- [Task objective]: Put each line of the listing below into a JSON list of strings, one string per line, skipping blank lines and leaving out the pictures.
********
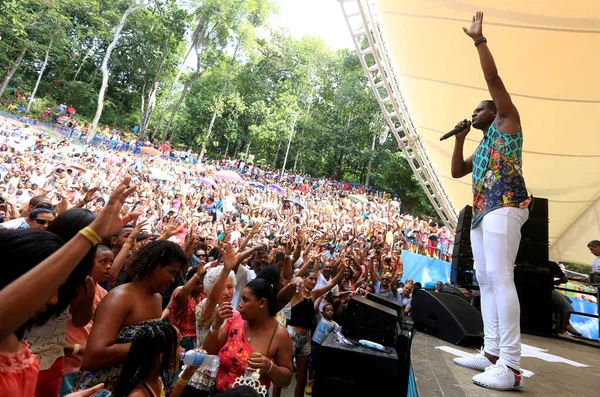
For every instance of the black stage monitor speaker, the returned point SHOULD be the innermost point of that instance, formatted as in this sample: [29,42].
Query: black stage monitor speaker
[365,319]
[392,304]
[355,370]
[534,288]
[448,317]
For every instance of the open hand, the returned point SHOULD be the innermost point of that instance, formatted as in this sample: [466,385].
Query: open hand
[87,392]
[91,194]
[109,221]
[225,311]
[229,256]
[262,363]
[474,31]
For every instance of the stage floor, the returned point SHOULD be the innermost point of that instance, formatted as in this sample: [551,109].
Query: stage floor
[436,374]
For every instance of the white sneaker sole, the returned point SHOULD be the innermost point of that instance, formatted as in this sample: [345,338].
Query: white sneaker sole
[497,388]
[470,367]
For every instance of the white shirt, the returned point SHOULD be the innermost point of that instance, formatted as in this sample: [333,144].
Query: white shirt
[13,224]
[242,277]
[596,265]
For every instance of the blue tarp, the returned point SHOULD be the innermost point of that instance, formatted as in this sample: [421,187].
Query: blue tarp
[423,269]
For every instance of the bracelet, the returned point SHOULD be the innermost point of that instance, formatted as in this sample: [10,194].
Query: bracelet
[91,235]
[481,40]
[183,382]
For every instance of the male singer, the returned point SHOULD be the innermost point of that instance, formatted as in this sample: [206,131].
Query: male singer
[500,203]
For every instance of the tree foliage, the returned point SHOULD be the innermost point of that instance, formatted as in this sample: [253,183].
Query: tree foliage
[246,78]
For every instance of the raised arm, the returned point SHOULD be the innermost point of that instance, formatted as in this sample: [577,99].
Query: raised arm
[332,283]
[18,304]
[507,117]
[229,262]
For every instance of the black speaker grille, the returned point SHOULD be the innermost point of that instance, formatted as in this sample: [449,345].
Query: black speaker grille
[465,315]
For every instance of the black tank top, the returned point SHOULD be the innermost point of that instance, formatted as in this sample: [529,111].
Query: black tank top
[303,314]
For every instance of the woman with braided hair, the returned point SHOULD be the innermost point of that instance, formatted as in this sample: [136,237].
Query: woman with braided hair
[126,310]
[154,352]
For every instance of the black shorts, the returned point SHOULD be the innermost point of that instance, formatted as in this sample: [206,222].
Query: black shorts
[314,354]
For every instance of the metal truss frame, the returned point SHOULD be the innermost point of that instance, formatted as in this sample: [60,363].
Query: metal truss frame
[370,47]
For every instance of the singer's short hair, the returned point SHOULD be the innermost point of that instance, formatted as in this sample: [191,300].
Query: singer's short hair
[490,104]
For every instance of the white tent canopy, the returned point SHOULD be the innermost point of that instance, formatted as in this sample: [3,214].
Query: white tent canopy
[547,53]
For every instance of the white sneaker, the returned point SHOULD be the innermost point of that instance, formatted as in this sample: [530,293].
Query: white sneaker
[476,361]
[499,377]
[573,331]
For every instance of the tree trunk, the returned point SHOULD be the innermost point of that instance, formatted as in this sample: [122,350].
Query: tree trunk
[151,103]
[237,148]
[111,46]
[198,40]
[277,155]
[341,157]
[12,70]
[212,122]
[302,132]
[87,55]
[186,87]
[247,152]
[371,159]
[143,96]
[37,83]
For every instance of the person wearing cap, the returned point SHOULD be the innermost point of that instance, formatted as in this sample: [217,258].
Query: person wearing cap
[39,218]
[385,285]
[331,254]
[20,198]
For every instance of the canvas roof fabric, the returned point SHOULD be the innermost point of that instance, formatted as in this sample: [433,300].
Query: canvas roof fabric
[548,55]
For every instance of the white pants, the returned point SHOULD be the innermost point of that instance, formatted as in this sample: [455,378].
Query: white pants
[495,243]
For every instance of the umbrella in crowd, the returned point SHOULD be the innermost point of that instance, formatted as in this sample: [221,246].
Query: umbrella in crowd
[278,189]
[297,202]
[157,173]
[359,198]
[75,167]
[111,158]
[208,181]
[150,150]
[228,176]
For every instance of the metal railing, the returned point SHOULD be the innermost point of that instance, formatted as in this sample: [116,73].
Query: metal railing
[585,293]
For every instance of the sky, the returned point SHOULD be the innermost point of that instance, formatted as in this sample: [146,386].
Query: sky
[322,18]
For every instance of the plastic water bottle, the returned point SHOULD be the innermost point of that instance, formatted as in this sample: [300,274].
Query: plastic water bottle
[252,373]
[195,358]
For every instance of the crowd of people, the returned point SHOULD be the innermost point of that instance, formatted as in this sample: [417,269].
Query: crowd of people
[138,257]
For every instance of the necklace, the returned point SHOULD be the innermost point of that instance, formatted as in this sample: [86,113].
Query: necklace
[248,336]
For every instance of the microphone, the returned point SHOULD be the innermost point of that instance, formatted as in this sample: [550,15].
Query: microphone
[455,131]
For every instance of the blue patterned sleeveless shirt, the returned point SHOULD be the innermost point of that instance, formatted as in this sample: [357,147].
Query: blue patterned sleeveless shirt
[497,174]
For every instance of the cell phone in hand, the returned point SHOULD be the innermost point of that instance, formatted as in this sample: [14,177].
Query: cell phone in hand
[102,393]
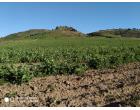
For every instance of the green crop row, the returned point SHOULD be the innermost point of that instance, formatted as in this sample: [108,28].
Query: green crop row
********
- [Task result]:
[
  "For every instance of the black stage monitor speaker, the returned point SHOULD be the innermost point of that instance, formatted as in this sample: [29,42].",
  "Query: black stage monitor speaker",
  "[365,319]",
  "[392,304]",
  "[355,370]",
  "[534,288]",
  "[448,317]",
  "For every instance of the open hand, the returned point SHOULD be the innermost point of that instance, formatted as in this sample: [466,385].",
  "Query: open hand",
  "[87,392]",
  "[91,194]",
  "[109,221]",
  "[225,311]",
  "[229,256]",
  "[262,363]",
  "[474,31]",
  "For every instance of the stage floor, the returned point SHOULD be the innermost point of that instance, formatted as in this sample: [551,109].",
  "Query: stage floor",
  "[436,374]",
  "For every instance of the white sneaker sole, the returned point SHOULD be the innermost point of that instance, formatted as in this sample: [345,338].",
  "Query: white sneaker sole",
  "[497,388]",
  "[470,367]",
  "For every instance of the white shirt, the returned point SHOULD be the innermost point of that instance, formatted as in this sample: [333,144].",
  "Query: white shirt",
  "[13,224]",
  "[242,277]",
  "[596,265]",
  "For every instance of the blue tarp, the returned point SHOULD be the innermost point of that instance, formatted as in this sample: [421,187].",
  "Query: blue tarp",
  "[423,269]",
  "For every instance of the bracelet, the returned point SHOULD be the innermost point of that instance, formatted as in this sample: [10,194].",
  "Query: bracelet",
  "[91,235]",
  "[481,40]",
  "[183,382]",
  "For every instance of the male singer, the returned point SHOULD be the innermost point of that instance, formatted as in this sample: [206,131].",
  "Query: male singer",
  "[500,203]",
  "For every instance of the tree foliage, the returned point SHOULD be the innermost point of that instance, formatted as in this sample: [253,183].",
  "Query: tree foliage",
  "[246,78]",
  "For every instance of the raised arm, the returned point SHOULD be the innermost point of that instance, formatted as in this sample: [577,99].",
  "Query: raised arm",
  "[332,283]",
  "[18,304]",
  "[507,117]",
  "[229,262]",
  "For every instance of the black speaker grille, the returned point SHOULD be the innermost point of that instance, formatted as in this sample: [449,345].",
  "Query: black speaker grille",
  "[465,315]",
  "For every instance of the black tank top, the returned point SHOULD be the innermost point of that instance, formatted as in this sample: [529,111].",
  "Query: black tank top",
  "[303,314]",
  "For every instance of the woman with braided hair, the returned point SHOULD be the innermost point of that instance, formatted as in this sample: [136,237].",
  "Query: woman with braided hair",
  "[126,310]",
  "[154,352]",
  "For every instance of the black shorts, the returned point SHOULD be the innermost point of that instance, formatted as in this sample: [206,222].",
  "Query: black shorts",
  "[314,354]",
  "For every instance of the metal truss frame, the returned point SHOULD be the innermost point of that instance, formatted as in this sample: [60,363].",
  "Query: metal truss frame",
  "[370,47]",
  "For every instance of the singer's short hair, the returned point SHOULD be the innermost point of that instance, formatted as in this sample: [191,300].",
  "Query: singer's short hair",
  "[490,104]",
  "For every instance of the white tent canopy, the returned point SHOULD be the innermost point of that instance, formatted as in this sample: [3,214].",
  "Query: white tent canopy",
  "[547,53]",
  "For every instance of the white sneaker, the returned point SHOULD be the innermost point of that instance, formatted as in this sample: [530,293].",
  "Query: white sneaker",
  "[476,361]",
  "[499,377]",
  "[573,331]",
  "For every instance of the tree trunk, the returned point SHOULD be the innermost point of that instance, formatted as in this sample: [122,350].",
  "Query: tree trunk",
  "[151,103]",
  "[237,148]",
  "[111,46]",
  "[198,40]",
  "[277,155]",
  "[341,157]",
  "[12,70]",
  "[212,122]",
  "[302,132]",
  "[87,55]",
  "[186,87]",
  "[247,152]",
  "[371,159]",
  "[143,96]",
  "[37,83]",
  "For every instance of the person wearing cap, the returned point SHOULD be the innermost point of that instance, formatted as in this sample: [217,258].",
  "Query: person wearing cap",
  "[39,218]",
  "[385,285]",
  "[331,254]",
  "[20,198]",
  "For every instance of the canvas roof fabric, the returned point SHOULD be the innermost point of that instance, formatted as in this sample: [433,300].",
  "Query: canvas roof fabric",
  "[548,55]",
  "For every instance of the white pants, the returned point SHOULD be the innermost point of that instance, formatted as in this sample: [455,378].",
  "Query: white pants",
  "[495,243]",
  "For every instance of the umbrella in crowd, the returned point SHOULD be the innermost point of that instance, formatted as in this sample: [221,246].",
  "Query: umbrella in crowd",
  "[278,189]",
  "[297,202]",
  "[157,173]",
  "[359,198]",
  "[75,167]",
  "[111,158]",
  "[208,181]",
  "[150,150]",
  "[228,176]",
  "For every instance of the metal railing, the returned point SHOULD be the innermost point of that instance, formatted as in this sample: [116,73].",
  "Query: metal railing",
  "[585,293]",
  "For every instance of the sky, the returned point SHOULD be the innermost point of that instance, formatted as in this sample: [146,386].",
  "Query: sky",
  "[322,18]",
  "For every instance of the plastic water bottle, the returned point SHOULD be the innermost point of that instance, formatted as in this sample: [300,274].",
  "Query: plastic water bottle",
  "[252,373]",
  "[195,358]",
  "For every instance of the crowd of people, the returned point SHOULD be the innermost point of that instance, formatted as in this sample: [417,269].",
  "Query: crowd of people",
  "[138,257]",
  "For every instance of the necklace, the returned point SHOULD be the innermost point of that instance, formatted as in this sample: [86,113].",
  "Query: necklace",
  "[248,336]",
  "For every instance of the microphone, the returned point SHOULD be the innermost point of that instance, formatted as in this sample: [550,15].",
  "Query: microphone",
  "[455,131]",
  "For every instance of the blue patterned sleeveless shirt, the returned point SHOULD be the innermost point of that instance, formatted as in this sample: [357,147].",
  "Query: blue patterned sleeveless shirt",
  "[497,174]",
  "For every instance of the cell phone in hand, the returned point SHOULD be the innermost point of that instance, formatted as in this sample: [14,177].",
  "Query: cell phone in hand",
  "[102,393]",
  "For every instance of the green crop row, the returned point SHOULD be the innermost point of that instance, formatted as in this sample: [108,28].",
  "Query: green crop row"
]